- [What to produce]:
Pick out every line of the listing that contains the string "roof", matching case exactly, and copy each such line.

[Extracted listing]

+++

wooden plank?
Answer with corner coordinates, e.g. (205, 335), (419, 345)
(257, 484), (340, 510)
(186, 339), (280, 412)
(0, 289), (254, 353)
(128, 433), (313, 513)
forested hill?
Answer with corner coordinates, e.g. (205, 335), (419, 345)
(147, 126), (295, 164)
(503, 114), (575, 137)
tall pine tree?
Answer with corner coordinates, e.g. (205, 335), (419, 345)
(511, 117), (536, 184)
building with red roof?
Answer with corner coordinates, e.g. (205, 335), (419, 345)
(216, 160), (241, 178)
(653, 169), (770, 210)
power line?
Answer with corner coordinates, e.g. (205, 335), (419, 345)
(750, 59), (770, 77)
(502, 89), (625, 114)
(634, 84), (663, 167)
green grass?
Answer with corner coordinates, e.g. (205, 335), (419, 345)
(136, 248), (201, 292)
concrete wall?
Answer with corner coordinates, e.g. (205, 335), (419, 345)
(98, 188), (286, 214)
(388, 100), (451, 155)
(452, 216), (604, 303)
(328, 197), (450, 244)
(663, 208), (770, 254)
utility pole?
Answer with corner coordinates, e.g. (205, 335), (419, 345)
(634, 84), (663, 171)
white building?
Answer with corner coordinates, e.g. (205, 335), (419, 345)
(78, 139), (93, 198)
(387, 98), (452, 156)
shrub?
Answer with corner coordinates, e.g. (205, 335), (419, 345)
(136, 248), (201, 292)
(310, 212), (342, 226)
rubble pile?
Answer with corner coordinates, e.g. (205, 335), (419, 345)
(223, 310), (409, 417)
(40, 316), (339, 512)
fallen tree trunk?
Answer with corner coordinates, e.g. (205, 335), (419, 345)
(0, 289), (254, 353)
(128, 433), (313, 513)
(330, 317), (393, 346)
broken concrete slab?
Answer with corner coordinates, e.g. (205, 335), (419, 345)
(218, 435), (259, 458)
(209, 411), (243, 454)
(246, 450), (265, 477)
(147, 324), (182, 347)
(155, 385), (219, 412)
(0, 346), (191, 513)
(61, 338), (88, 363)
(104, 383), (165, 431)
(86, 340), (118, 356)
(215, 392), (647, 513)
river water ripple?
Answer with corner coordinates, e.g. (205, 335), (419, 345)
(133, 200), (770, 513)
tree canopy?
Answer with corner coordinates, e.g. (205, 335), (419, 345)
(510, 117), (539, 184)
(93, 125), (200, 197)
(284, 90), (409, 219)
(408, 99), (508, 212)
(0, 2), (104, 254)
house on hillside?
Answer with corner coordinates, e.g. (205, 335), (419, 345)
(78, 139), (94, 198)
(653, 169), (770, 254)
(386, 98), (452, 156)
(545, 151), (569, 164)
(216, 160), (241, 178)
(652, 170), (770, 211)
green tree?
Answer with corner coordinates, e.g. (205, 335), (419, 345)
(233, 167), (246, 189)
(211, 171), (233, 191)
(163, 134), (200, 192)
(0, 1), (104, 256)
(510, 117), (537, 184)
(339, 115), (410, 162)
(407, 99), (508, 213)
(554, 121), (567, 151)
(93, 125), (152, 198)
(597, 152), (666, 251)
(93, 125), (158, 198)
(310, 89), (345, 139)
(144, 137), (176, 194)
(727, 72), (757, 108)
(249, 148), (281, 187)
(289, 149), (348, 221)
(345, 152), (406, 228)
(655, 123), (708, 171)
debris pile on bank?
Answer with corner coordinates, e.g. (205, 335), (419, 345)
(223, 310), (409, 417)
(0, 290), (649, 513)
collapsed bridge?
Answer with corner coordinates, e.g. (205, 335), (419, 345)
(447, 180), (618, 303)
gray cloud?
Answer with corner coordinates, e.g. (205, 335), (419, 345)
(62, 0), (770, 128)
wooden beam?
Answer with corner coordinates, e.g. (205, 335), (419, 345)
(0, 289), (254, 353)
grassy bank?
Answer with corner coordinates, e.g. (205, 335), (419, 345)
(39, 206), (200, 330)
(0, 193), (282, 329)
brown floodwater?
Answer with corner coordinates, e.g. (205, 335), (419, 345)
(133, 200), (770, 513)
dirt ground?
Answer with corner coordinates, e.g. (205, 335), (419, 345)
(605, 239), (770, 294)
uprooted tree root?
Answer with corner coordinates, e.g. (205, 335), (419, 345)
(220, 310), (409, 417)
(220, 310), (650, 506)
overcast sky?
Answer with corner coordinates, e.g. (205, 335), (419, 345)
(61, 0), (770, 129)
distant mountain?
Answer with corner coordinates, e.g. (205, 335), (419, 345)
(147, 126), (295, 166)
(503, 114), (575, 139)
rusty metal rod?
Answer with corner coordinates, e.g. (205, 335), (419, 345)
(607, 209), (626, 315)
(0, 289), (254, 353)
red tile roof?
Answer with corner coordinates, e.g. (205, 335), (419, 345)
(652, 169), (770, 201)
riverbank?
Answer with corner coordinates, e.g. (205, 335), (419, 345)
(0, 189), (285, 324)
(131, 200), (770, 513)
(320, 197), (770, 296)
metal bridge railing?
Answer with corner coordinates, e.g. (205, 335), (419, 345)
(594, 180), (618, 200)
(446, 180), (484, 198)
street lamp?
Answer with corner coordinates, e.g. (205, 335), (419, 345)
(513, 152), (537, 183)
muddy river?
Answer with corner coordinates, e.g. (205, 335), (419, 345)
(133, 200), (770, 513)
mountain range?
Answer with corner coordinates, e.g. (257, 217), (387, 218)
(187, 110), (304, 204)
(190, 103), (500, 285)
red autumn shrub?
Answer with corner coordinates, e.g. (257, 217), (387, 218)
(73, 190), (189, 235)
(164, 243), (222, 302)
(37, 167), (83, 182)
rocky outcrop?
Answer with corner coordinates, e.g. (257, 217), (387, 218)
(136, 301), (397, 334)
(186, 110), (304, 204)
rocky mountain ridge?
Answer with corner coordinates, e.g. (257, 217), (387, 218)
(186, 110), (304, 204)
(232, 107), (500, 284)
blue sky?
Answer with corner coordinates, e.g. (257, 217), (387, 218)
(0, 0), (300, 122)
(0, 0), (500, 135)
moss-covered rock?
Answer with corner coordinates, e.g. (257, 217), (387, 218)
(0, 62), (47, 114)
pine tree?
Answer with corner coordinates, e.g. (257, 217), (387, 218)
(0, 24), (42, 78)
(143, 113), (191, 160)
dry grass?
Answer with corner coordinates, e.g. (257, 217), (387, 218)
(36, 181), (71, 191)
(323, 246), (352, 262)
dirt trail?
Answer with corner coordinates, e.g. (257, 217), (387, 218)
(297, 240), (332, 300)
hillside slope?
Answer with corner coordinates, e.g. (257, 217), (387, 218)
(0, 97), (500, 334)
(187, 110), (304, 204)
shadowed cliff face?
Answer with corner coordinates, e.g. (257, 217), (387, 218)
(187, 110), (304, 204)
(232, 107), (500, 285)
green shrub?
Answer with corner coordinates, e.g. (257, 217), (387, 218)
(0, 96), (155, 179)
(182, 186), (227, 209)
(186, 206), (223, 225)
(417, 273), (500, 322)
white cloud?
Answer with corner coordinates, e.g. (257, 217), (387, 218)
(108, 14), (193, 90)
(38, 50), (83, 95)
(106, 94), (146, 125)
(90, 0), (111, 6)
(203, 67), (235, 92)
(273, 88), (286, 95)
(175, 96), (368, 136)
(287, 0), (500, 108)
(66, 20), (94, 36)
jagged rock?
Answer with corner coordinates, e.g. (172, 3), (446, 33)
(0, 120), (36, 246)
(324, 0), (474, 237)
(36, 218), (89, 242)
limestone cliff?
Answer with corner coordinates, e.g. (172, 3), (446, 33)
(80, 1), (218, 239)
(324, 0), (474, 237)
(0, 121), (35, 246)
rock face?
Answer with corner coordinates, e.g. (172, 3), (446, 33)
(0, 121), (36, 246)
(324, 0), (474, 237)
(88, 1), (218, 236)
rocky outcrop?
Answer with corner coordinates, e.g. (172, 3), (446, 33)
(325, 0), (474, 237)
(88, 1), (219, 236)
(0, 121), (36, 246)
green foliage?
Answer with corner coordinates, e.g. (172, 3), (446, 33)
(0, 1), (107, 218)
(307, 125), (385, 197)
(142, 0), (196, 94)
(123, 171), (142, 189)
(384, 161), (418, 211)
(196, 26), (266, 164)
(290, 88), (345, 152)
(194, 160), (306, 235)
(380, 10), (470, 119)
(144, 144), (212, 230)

+++

- [Response to the exercise]:
building with red roof?
red tile roof?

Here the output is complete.